[The records — start]
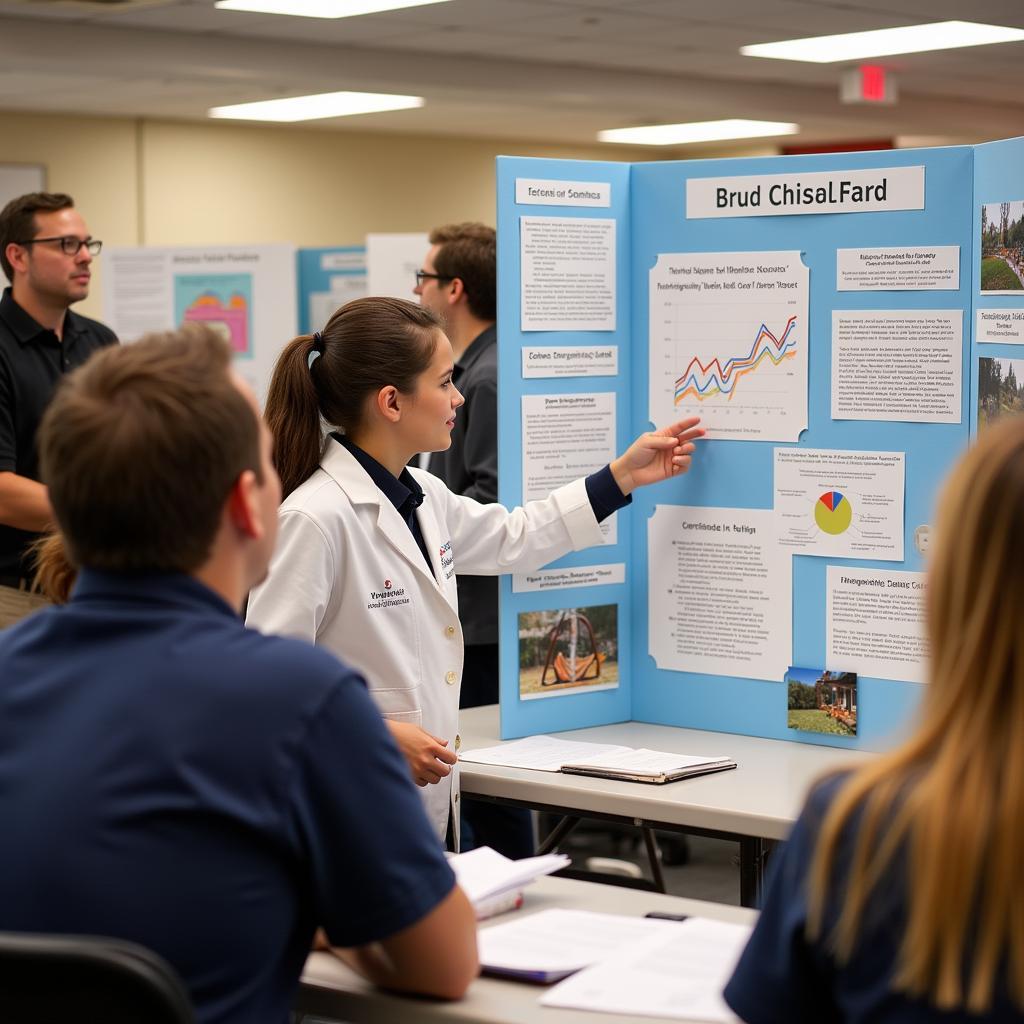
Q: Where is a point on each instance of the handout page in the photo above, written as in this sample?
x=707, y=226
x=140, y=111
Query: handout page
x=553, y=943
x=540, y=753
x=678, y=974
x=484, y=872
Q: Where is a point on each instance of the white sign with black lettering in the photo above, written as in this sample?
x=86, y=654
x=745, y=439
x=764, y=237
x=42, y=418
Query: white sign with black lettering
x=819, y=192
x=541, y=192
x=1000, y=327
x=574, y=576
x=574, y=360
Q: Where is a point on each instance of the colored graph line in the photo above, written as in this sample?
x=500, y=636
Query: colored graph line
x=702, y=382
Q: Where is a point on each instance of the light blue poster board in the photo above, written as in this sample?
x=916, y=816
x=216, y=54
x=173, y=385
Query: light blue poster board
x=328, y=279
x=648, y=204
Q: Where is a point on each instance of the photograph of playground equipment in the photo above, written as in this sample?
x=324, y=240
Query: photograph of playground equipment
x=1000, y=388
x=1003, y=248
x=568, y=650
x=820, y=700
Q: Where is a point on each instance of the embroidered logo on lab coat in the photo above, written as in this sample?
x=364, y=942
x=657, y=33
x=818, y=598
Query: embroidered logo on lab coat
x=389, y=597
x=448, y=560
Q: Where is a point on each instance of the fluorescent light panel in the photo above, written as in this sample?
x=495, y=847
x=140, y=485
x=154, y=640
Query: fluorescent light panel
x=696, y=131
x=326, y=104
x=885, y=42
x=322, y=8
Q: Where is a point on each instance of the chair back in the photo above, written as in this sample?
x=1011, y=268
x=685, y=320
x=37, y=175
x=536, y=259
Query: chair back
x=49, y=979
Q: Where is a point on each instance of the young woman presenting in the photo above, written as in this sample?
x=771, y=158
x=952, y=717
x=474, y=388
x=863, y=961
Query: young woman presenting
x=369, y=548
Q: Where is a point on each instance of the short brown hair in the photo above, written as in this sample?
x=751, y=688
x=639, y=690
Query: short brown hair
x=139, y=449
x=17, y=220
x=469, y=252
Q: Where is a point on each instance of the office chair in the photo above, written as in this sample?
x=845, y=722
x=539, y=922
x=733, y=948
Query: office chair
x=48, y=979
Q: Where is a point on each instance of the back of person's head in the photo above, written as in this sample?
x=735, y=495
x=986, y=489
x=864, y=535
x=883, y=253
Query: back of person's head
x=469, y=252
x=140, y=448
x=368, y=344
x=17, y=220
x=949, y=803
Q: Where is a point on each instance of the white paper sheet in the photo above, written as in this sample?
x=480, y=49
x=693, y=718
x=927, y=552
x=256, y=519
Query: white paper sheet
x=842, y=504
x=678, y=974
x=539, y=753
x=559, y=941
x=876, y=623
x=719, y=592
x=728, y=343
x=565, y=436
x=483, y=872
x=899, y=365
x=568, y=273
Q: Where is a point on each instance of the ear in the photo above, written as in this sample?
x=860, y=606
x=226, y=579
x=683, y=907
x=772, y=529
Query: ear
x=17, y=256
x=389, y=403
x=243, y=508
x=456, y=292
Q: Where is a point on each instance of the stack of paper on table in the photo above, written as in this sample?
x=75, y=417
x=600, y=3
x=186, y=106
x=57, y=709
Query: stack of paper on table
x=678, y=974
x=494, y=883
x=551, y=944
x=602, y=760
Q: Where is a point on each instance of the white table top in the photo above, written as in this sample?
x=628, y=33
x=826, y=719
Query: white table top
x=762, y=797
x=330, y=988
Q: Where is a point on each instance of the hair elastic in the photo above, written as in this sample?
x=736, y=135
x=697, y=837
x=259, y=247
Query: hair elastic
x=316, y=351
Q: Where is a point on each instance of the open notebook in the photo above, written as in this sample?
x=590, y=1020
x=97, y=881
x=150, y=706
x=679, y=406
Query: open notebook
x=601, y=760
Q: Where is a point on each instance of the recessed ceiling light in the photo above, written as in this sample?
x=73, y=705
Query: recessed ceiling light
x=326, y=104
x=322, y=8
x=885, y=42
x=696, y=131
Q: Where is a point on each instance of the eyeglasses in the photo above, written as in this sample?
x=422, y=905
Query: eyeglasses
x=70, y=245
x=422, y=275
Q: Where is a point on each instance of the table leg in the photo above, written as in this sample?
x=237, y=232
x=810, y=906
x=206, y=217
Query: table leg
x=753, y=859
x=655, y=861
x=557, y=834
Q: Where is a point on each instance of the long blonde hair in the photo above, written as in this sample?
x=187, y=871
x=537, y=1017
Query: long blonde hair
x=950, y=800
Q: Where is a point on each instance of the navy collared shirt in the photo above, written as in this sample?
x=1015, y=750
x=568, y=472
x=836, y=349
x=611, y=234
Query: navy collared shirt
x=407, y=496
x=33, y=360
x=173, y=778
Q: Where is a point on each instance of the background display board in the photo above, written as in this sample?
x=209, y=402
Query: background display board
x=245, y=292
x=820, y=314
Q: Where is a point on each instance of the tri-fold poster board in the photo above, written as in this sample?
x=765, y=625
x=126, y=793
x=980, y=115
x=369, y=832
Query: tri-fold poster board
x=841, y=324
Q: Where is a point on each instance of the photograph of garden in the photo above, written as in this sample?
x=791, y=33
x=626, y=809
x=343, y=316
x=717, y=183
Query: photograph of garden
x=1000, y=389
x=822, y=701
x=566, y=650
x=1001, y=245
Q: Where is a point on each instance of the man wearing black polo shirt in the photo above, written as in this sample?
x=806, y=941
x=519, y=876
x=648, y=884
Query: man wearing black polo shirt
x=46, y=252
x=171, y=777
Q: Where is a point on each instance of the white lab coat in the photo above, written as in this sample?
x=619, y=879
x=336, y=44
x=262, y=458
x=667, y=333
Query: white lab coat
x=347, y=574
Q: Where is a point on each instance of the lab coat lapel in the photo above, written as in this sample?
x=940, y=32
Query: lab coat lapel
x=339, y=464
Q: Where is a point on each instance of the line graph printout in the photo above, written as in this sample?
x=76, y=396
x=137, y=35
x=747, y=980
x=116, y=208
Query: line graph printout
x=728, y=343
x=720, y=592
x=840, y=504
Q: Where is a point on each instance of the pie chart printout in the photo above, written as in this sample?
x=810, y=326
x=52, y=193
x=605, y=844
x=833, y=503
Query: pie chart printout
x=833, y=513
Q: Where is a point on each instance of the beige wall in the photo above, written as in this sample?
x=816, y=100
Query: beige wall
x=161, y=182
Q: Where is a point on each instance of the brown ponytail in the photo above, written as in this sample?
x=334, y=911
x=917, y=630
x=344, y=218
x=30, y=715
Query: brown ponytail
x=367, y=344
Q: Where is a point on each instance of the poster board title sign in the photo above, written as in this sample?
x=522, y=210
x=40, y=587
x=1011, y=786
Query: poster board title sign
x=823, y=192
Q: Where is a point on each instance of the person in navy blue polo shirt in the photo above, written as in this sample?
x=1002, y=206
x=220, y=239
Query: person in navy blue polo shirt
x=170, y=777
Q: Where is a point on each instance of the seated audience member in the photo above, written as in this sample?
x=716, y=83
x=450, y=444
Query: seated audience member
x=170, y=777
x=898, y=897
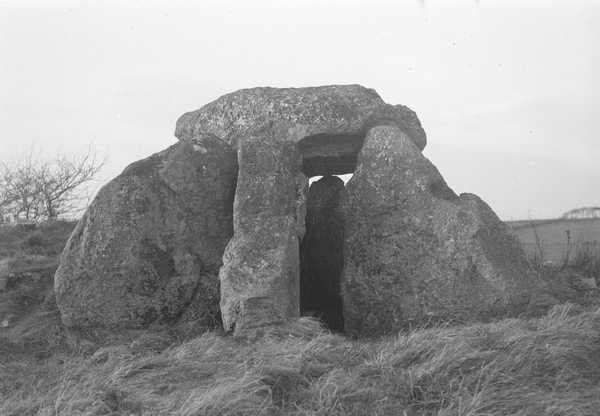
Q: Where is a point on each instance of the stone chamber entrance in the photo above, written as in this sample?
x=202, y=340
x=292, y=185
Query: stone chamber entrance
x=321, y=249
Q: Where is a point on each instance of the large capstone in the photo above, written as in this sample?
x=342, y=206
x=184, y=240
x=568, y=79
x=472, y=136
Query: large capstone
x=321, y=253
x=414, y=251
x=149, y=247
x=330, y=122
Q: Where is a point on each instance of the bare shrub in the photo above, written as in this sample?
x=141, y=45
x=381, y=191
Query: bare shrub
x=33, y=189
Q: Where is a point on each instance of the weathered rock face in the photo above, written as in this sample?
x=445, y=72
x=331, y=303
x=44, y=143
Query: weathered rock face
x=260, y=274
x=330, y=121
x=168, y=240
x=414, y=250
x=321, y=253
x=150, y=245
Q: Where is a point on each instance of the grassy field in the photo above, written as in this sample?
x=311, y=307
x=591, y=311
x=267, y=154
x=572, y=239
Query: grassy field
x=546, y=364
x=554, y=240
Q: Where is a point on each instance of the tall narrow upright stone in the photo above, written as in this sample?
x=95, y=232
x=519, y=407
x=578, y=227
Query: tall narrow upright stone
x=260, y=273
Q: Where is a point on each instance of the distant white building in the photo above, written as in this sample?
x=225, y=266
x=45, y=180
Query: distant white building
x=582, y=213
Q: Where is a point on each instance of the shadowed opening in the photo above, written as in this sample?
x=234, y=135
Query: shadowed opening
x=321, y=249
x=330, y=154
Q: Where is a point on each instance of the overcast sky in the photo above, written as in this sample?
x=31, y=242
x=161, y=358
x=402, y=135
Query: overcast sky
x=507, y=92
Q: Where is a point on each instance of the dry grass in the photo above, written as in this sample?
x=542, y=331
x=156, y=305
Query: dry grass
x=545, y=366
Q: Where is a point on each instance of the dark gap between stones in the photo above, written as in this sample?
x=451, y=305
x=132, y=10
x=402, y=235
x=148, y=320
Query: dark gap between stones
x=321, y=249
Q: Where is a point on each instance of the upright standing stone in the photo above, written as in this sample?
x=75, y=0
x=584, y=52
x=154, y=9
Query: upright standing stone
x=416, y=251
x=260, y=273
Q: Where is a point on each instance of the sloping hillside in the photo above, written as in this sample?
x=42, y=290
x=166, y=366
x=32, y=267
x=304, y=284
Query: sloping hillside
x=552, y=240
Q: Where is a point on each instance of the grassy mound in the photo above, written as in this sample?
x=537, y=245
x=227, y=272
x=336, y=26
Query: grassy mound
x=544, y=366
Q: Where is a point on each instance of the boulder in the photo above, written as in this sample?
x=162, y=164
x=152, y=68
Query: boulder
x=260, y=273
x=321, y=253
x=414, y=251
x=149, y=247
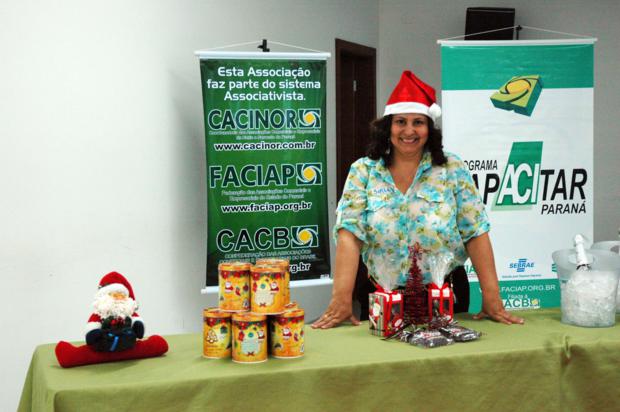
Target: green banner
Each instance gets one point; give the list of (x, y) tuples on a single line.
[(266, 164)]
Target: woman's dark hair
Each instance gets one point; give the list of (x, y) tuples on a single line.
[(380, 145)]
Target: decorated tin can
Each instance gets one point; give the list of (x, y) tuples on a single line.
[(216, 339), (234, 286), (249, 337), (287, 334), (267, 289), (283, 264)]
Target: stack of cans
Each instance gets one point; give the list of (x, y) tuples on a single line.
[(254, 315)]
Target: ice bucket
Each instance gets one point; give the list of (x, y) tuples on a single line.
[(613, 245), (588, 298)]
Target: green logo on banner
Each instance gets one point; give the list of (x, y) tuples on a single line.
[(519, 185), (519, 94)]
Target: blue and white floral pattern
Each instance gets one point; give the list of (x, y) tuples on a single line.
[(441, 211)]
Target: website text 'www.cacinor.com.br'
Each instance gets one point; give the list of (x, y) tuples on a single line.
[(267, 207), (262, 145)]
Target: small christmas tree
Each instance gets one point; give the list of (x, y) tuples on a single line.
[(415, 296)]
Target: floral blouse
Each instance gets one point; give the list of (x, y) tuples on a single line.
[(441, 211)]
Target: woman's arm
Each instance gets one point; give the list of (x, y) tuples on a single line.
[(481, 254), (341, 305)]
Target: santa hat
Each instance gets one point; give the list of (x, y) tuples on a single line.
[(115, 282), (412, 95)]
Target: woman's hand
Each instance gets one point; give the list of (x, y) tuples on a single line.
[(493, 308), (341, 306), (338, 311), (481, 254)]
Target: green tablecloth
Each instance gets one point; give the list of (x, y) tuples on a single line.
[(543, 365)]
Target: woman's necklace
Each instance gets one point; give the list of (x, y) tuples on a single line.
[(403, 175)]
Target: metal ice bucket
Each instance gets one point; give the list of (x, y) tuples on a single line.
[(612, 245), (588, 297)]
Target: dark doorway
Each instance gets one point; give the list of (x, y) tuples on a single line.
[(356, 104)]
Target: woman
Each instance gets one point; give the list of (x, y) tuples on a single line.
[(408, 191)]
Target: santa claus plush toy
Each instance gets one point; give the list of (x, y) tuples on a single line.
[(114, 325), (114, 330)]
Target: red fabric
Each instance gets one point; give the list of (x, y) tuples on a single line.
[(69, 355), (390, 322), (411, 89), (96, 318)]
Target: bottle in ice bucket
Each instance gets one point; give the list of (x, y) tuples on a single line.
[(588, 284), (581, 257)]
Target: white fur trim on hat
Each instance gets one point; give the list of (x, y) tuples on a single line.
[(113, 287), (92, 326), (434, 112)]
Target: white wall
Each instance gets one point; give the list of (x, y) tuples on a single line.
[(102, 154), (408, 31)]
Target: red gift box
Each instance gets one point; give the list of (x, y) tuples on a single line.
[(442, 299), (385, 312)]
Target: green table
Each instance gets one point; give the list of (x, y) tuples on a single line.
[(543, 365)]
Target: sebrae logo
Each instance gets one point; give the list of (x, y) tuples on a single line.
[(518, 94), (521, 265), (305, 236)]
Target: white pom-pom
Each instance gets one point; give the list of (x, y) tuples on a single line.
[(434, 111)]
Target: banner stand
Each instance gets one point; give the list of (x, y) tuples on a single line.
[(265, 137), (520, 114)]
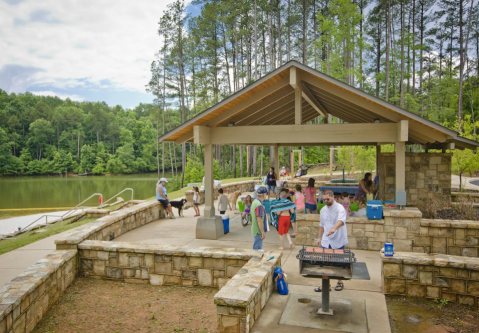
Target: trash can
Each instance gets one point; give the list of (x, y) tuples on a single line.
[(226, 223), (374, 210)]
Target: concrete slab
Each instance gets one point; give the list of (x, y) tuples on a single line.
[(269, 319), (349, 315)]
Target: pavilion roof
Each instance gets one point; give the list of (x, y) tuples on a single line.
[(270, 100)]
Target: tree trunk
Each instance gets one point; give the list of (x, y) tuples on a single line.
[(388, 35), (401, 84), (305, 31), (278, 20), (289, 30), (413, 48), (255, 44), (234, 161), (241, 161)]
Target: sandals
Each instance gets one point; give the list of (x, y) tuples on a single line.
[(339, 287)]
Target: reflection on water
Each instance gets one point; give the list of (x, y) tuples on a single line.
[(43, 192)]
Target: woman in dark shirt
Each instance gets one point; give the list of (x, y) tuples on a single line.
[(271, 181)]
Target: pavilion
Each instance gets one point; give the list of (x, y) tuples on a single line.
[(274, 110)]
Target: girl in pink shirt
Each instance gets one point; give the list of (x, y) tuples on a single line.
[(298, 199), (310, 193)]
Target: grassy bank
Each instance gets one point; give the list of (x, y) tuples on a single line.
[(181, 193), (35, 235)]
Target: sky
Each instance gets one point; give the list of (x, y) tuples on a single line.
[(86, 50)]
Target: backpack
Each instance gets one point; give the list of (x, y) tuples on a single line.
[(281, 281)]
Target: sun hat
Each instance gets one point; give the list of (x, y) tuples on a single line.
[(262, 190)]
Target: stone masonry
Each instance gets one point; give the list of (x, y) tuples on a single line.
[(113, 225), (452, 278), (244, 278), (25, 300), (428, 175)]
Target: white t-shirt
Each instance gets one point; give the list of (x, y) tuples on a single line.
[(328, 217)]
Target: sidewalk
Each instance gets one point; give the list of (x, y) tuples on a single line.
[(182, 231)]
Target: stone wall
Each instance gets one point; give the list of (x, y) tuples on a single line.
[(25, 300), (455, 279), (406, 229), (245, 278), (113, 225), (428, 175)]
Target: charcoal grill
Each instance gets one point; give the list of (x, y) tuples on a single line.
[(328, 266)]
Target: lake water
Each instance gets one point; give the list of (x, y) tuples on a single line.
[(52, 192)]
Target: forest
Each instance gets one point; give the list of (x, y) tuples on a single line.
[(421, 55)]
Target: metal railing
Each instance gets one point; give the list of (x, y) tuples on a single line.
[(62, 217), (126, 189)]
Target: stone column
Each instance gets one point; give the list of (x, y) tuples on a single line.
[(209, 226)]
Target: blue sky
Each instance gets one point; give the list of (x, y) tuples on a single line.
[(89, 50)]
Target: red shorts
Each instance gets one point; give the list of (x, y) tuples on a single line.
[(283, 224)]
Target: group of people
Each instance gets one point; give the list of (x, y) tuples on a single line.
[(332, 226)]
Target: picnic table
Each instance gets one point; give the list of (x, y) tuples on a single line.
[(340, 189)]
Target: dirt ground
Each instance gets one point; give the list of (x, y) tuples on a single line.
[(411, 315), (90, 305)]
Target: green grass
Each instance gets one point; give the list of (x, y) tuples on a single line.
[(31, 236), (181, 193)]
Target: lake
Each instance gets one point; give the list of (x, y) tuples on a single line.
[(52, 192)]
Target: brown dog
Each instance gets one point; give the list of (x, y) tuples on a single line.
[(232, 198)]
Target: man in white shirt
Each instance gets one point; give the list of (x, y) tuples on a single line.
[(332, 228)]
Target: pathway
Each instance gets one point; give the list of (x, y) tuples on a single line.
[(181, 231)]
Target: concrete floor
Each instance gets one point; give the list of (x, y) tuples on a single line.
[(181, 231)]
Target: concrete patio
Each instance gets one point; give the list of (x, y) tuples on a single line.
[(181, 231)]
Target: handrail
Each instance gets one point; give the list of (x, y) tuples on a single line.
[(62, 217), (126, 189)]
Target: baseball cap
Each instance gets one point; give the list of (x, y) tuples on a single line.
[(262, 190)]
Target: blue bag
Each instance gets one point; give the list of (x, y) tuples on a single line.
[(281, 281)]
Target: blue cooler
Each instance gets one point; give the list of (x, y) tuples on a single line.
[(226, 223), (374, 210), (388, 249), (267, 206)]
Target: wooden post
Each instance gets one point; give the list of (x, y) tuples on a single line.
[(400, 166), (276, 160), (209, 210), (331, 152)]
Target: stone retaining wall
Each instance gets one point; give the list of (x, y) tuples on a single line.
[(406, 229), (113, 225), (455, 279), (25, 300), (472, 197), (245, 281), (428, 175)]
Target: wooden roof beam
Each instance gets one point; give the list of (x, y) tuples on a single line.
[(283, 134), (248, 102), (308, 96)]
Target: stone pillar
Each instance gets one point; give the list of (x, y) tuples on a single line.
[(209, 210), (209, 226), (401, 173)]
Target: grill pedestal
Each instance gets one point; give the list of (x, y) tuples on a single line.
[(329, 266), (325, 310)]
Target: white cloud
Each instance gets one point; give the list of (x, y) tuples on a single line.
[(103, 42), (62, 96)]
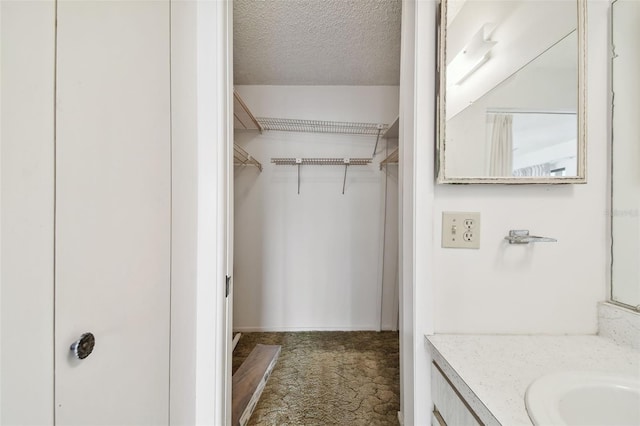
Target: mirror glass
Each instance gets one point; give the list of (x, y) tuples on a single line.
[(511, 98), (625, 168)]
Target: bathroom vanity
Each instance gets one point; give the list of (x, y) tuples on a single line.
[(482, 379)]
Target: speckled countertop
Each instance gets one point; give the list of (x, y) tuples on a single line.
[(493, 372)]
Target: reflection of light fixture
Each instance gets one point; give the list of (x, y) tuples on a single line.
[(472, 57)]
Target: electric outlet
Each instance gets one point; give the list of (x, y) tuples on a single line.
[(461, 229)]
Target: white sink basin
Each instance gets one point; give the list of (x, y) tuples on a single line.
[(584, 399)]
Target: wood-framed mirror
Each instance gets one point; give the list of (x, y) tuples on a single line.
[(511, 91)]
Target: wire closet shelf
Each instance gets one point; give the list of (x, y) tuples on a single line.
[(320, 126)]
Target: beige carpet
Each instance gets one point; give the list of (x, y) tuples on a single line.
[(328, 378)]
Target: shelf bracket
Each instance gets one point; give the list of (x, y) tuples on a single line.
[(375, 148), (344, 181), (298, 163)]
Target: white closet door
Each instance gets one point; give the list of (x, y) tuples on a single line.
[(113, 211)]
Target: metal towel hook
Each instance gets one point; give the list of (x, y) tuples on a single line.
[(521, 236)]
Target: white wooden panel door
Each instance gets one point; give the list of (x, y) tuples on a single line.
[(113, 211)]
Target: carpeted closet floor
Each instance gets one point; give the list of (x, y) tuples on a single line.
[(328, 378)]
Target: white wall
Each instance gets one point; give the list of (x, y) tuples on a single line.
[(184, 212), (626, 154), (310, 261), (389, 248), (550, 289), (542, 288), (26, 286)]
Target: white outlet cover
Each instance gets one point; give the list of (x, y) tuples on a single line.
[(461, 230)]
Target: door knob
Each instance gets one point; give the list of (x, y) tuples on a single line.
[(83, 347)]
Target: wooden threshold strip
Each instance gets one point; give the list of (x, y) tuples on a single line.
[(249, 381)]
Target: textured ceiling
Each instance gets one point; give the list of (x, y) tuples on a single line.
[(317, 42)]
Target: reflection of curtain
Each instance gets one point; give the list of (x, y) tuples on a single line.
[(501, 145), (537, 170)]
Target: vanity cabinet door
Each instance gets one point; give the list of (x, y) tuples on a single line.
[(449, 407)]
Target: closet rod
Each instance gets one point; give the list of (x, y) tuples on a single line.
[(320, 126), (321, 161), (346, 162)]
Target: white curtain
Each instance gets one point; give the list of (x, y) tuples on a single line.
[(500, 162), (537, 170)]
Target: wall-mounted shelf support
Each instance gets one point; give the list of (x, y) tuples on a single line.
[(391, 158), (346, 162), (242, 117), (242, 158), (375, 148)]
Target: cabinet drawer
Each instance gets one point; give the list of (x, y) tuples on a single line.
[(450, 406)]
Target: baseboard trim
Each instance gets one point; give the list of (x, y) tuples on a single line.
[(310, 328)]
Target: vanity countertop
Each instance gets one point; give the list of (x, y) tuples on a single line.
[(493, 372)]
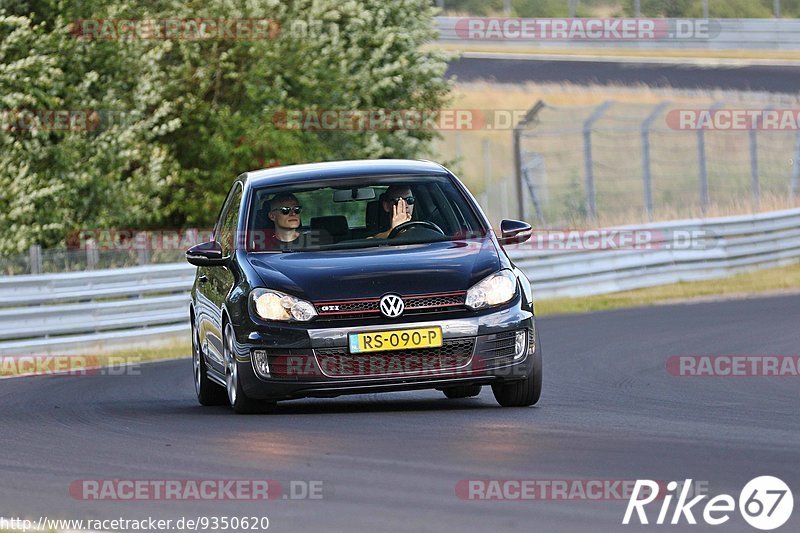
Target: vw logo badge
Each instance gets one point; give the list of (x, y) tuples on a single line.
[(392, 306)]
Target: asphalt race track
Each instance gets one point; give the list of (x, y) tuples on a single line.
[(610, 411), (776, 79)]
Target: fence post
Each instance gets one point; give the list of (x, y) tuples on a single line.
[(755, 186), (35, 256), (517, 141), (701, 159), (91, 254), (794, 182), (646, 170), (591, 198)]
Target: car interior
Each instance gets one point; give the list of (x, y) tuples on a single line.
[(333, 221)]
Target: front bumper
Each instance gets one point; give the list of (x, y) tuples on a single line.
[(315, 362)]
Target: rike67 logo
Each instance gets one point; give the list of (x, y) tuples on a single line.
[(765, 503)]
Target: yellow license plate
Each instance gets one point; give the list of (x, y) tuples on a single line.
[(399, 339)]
[The records — finish]
Instructions to follow => Filter the entries above and return only the lines holding "shelf".

Response for this exercise =>
Target: wire closet shelf
Target: shelf bracket
Target: wall-mounted shelf support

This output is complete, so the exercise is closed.